▸ What this task involves
All of the data below must be reproduced word for word, but without its images.

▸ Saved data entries
= = =

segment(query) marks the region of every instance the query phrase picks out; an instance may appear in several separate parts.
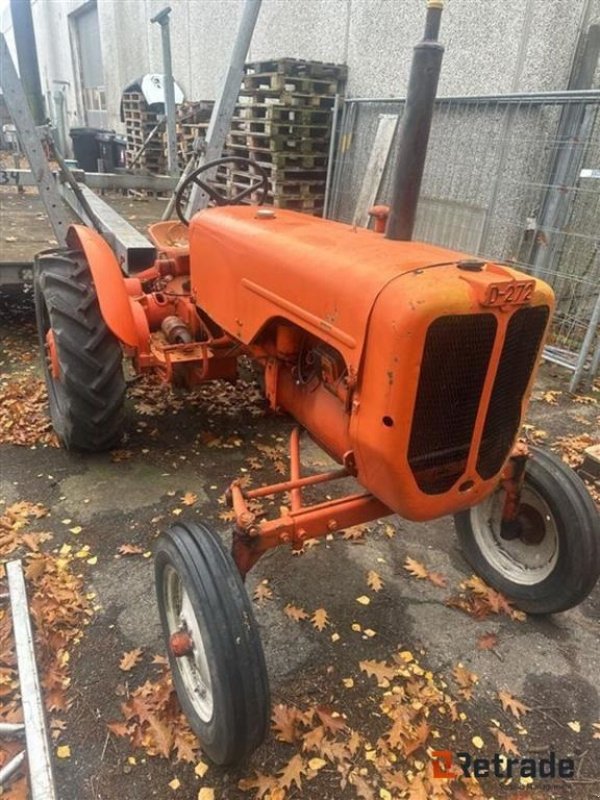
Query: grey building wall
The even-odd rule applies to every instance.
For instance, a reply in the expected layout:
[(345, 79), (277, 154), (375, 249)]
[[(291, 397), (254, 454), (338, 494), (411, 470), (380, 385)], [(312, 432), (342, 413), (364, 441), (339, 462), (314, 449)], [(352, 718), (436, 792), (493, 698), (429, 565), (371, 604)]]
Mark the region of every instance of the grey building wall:
[[(174, 74), (188, 99), (217, 95), (242, 2), (169, 0)], [(111, 127), (121, 127), (123, 88), (146, 72), (162, 71), (160, 33), (149, 20), (166, 4), (97, 0)], [(69, 125), (83, 123), (69, 21), (81, 5), (33, 0), (42, 81), (48, 92), (62, 87)], [(424, 0), (263, 0), (250, 59), (347, 62), (349, 95), (402, 96), (424, 13)], [(600, 22), (600, 0), (448, 0), (440, 93), (564, 89), (579, 31), (594, 21)]]

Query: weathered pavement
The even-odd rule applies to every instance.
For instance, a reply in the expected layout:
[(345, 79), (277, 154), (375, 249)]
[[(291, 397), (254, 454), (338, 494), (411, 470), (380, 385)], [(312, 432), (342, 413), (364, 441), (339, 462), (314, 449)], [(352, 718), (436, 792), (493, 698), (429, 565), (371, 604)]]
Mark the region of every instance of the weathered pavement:
[[(23, 331), (23, 352), (34, 347), (32, 331), (23, 314), (11, 315), (4, 306), (0, 335), (12, 343)], [(35, 373), (34, 362), (0, 353), (5, 372)], [(18, 363), (15, 363), (18, 362)], [(535, 400), (530, 421), (547, 433), (551, 444), (557, 437), (586, 432), (598, 436), (597, 405), (573, 403), (566, 392), (565, 376), (543, 368), (537, 397), (543, 389), (562, 390), (556, 404)], [(196, 797), (205, 783), (216, 789), (217, 798), (238, 798), (241, 775), (252, 768), (278, 769), (291, 751), (289, 745), (269, 741), (256, 753), (251, 769), (241, 772), (211, 767), (200, 781), (189, 765), (162, 758), (145, 758), (133, 753), (128, 744), (107, 734), (106, 723), (119, 719), (119, 705), (128, 688), (154, 674), (153, 654), (163, 653), (154, 600), (152, 563), (143, 556), (118, 557), (120, 545), (141, 545), (151, 550), (157, 534), (178, 518), (201, 519), (227, 536), (227, 523), (219, 518), (224, 506), (219, 498), (231, 478), (248, 470), (246, 459), (260, 455), (257, 443), (282, 444), (290, 429), (283, 418), (257, 418), (250, 414), (256, 404), (244, 405), (240, 397), (207, 399), (194, 408), (175, 413), (143, 415), (132, 408), (130, 453), (114, 462), (110, 455), (83, 456), (54, 448), (0, 446), (0, 500), (40, 502), (50, 509), (44, 530), (54, 533), (53, 547), (73, 543), (68, 528), (82, 528), (77, 546), (88, 545), (97, 556), (95, 564), (82, 562), (90, 592), (95, 592), (97, 610), (78, 648), (71, 654), (74, 703), (67, 714), (65, 741), (70, 759), (56, 762), (63, 800), (127, 797)], [(597, 396), (597, 395), (596, 395)], [(208, 432), (208, 436), (207, 436)], [(211, 438), (212, 437), (212, 438)], [(215, 445), (219, 437), (221, 446)], [(204, 440), (204, 444), (201, 440)], [(208, 444), (206, 443), (208, 442)], [(222, 443), (225, 442), (225, 446)], [(313, 446), (306, 448), (308, 467), (322, 462)], [(259, 484), (268, 472), (253, 474)], [(182, 506), (181, 496), (194, 492), (193, 506)], [(173, 512), (176, 512), (175, 514)], [(70, 520), (66, 525), (63, 520)], [(340, 537), (293, 557), (280, 548), (267, 554), (248, 578), (248, 591), (268, 579), (273, 600), (256, 606), (271, 679), (274, 701), (326, 704), (347, 714), (352, 724), (369, 735), (377, 722), (365, 710), (369, 680), (358, 672), (358, 661), (386, 659), (398, 648), (419, 654), (421, 663), (443, 676), (449, 685), (453, 667), (464, 664), (479, 676), (473, 701), (464, 704), (468, 720), (445, 732), (445, 745), (469, 747), (474, 735), (481, 736), (485, 751), (493, 752), (490, 720), (519, 740), (522, 753), (538, 756), (555, 750), (561, 756), (574, 755), (577, 783), (558, 782), (537, 797), (587, 800), (600, 797), (600, 741), (592, 738), (592, 724), (600, 721), (598, 671), (600, 669), (600, 586), (579, 608), (554, 617), (513, 622), (490, 616), (477, 621), (445, 605), (458, 591), (461, 580), (471, 575), (454, 536), (451, 519), (427, 524), (391, 520), (396, 534), (389, 537), (383, 524), (358, 541)], [(389, 533), (389, 530), (388, 530)], [(448, 579), (446, 589), (416, 580), (402, 565), (409, 555)], [(385, 584), (379, 593), (367, 588), (368, 570), (376, 570)], [(356, 598), (367, 594), (369, 605)], [(323, 632), (308, 621), (296, 623), (283, 607), (293, 603), (312, 612), (325, 608), (331, 625)], [(352, 629), (353, 624), (376, 632), (373, 637)], [(483, 633), (498, 637), (493, 650), (476, 647)], [(331, 635), (339, 634), (337, 641)], [(124, 651), (144, 649), (144, 660), (131, 673), (119, 671)], [(354, 676), (356, 691), (349, 691), (342, 679)], [(500, 707), (495, 693), (508, 689), (532, 708), (522, 724)], [(569, 727), (578, 722), (580, 732)], [(472, 750), (471, 746), (471, 750)], [(135, 763), (127, 761), (135, 756)], [(290, 797), (354, 797), (352, 787), (342, 792), (331, 776), (324, 774), (305, 783), (303, 792), (294, 789)], [(168, 783), (178, 777), (181, 787), (173, 792)], [(510, 796), (520, 787), (487, 784), (496, 797)], [(514, 796), (514, 795), (513, 795)], [(525, 795), (523, 795), (524, 797)], [(533, 796), (533, 795), (531, 795)]]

= = =

▸ Written answer
segment(query) marks the region of every instance the query phrase picks out; an instance may appear in several separate parts.
Query: grey building wall
The even-odd rule applies to every instance.
For instance, a reply in the expected layout:
[(345, 79), (277, 154), (375, 249)]
[[(291, 397), (254, 454), (338, 494), (411, 470), (380, 385)], [(312, 432), (342, 413), (364, 441), (339, 462), (314, 449)], [(352, 718), (436, 792), (493, 698), (429, 565), (371, 604)]]
Mark the region of every instance of the grey building wall:
[[(174, 74), (188, 99), (217, 95), (242, 2), (169, 0)], [(111, 127), (121, 127), (123, 88), (146, 72), (162, 71), (160, 33), (149, 20), (166, 4), (97, 0)], [(69, 125), (83, 123), (69, 21), (81, 5), (33, 0), (42, 81), (48, 92), (62, 87)], [(424, 0), (263, 0), (250, 59), (347, 62), (349, 95), (402, 96), (424, 13)], [(600, 22), (600, 0), (448, 0), (440, 93), (564, 89), (579, 31), (594, 21)]]

Query: weathered pavement
The even-odd rule applies to every instance.
For instance, a reply in the expected layout:
[(345, 79), (277, 154), (375, 249)]
[[(291, 397), (254, 454), (338, 494), (411, 470), (380, 385)], [(312, 432), (342, 413), (364, 441), (339, 462), (314, 449)], [(352, 718), (436, 792), (493, 698), (429, 565), (371, 604)]]
Mark the region of every instance of the weathered pavement:
[[(23, 331), (23, 352), (34, 347), (32, 331), (23, 314), (11, 315), (4, 306), (0, 335), (12, 343)], [(35, 373), (34, 362), (0, 353), (5, 372)], [(18, 363), (15, 363), (18, 362)], [(535, 400), (530, 421), (547, 433), (551, 444), (557, 437), (586, 432), (598, 436), (597, 405), (573, 403), (566, 392), (565, 376), (543, 368), (537, 397), (543, 389), (562, 390), (556, 404)], [(196, 797), (205, 783), (216, 789), (217, 798), (238, 798), (241, 775), (252, 768), (278, 769), (291, 751), (289, 745), (269, 741), (256, 753), (251, 769), (241, 772), (211, 767), (200, 781), (189, 765), (162, 758), (145, 758), (133, 753), (128, 744), (107, 734), (106, 723), (119, 719), (119, 705), (128, 688), (154, 674), (153, 654), (163, 653), (154, 600), (152, 563), (143, 556), (118, 557), (120, 545), (141, 545), (151, 550), (157, 534), (178, 518), (201, 519), (227, 536), (227, 523), (219, 518), (224, 506), (219, 498), (231, 478), (248, 470), (246, 459), (260, 455), (257, 443), (282, 444), (290, 429), (283, 418), (257, 418), (250, 414), (256, 404), (244, 405), (240, 397), (207, 399), (194, 408), (175, 413), (143, 415), (132, 408), (130, 453), (114, 462), (110, 455), (83, 456), (54, 448), (0, 446), (0, 500), (40, 502), (50, 509), (44, 530), (54, 533), (53, 547), (73, 543), (68, 528), (82, 528), (77, 546), (88, 545), (97, 556), (95, 564), (82, 562), (90, 592), (95, 592), (97, 610), (78, 648), (71, 654), (74, 703), (67, 714), (65, 741), (70, 759), (56, 762), (63, 800), (127, 797)], [(597, 396), (597, 395), (596, 395)], [(208, 432), (208, 436), (207, 436)], [(211, 438), (212, 437), (212, 438)], [(215, 445), (219, 437), (221, 446)], [(204, 440), (204, 444), (201, 440)], [(208, 444), (206, 443), (208, 442)], [(222, 443), (225, 442), (225, 446)], [(313, 446), (306, 448), (308, 467), (322, 462)], [(259, 484), (268, 472), (253, 474)], [(182, 506), (181, 496), (194, 492), (193, 506)], [(173, 512), (176, 512), (175, 514)], [(70, 520), (66, 525), (63, 520)], [(340, 537), (293, 557), (280, 548), (267, 554), (248, 578), (248, 591), (268, 579), (273, 600), (256, 606), (271, 679), (274, 701), (326, 704), (347, 714), (352, 724), (369, 735), (377, 722), (365, 710), (369, 680), (358, 672), (358, 661), (386, 659), (398, 648), (419, 654), (421, 663), (443, 676), (449, 685), (453, 667), (464, 664), (479, 676), (473, 701), (464, 704), (468, 720), (445, 732), (445, 745), (469, 747), (474, 735), (481, 736), (485, 751), (493, 752), (490, 720), (519, 740), (522, 753), (538, 756), (555, 750), (561, 756), (574, 755), (577, 783), (558, 782), (537, 797), (587, 800), (600, 797), (600, 741), (592, 738), (592, 724), (600, 721), (598, 671), (600, 669), (600, 586), (579, 608), (554, 617), (513, 622), (490, 616), (477, 621), (445, 605), (458, 591), (461, 580), (471, 575), (454, 536), (451, 519), (427, 524), (391, 520), (396, 534), (389, 537), (383, 524), (358, 541)], [(389, 533), (389, 530), (388, 530)], [(448, 579), (446, 589), (416, 580), (402, 565), (409, 555)], [(385, 584), (379, 593), (367, 588), (368, 570), (376, 570)], [(356, 598), (367, 594), (369, 605)], [(323, 632), (308, 621), (296, 623), (283, 607), (293, 603), (312, 612), (325, 608), (331, 625)], [(352, 629), (353, 624), (376, 632), (373, 637)], [(483, 633), (498, 637), (493, 650), (476, 647)], [(331, 635), (339, 634), (337, 641)], [(124, 651), (144, 649), (144, 660), (131, 673), (119, 671)], [(354, 676), (356, 691), (349, 691), (342, 679)], [(500, 707), (495, 693), (508, 689), (532, 708), (522, 724)], [(569, 727), (578, 722), (580, 732)], [(472, 750), (471, 746), (471, 750)], [(135, 763), (127, 761), (135, 756)], [(290, 797), (354, 797), (352, 787), (342, 792), (331, 776), (324, 774), (305, 783), (303, 792), (294, 789)], [(168, 783), (178, 777), (181, 787), (173, 792)], [(510, 796), (520, 787), (487, 784), (496, 797)], [(514, 796), (514, 795), (513, 795)], [(525, 795), (523, 795), (524, 797)], [(533, 796), (533, 795), (531, 795)]]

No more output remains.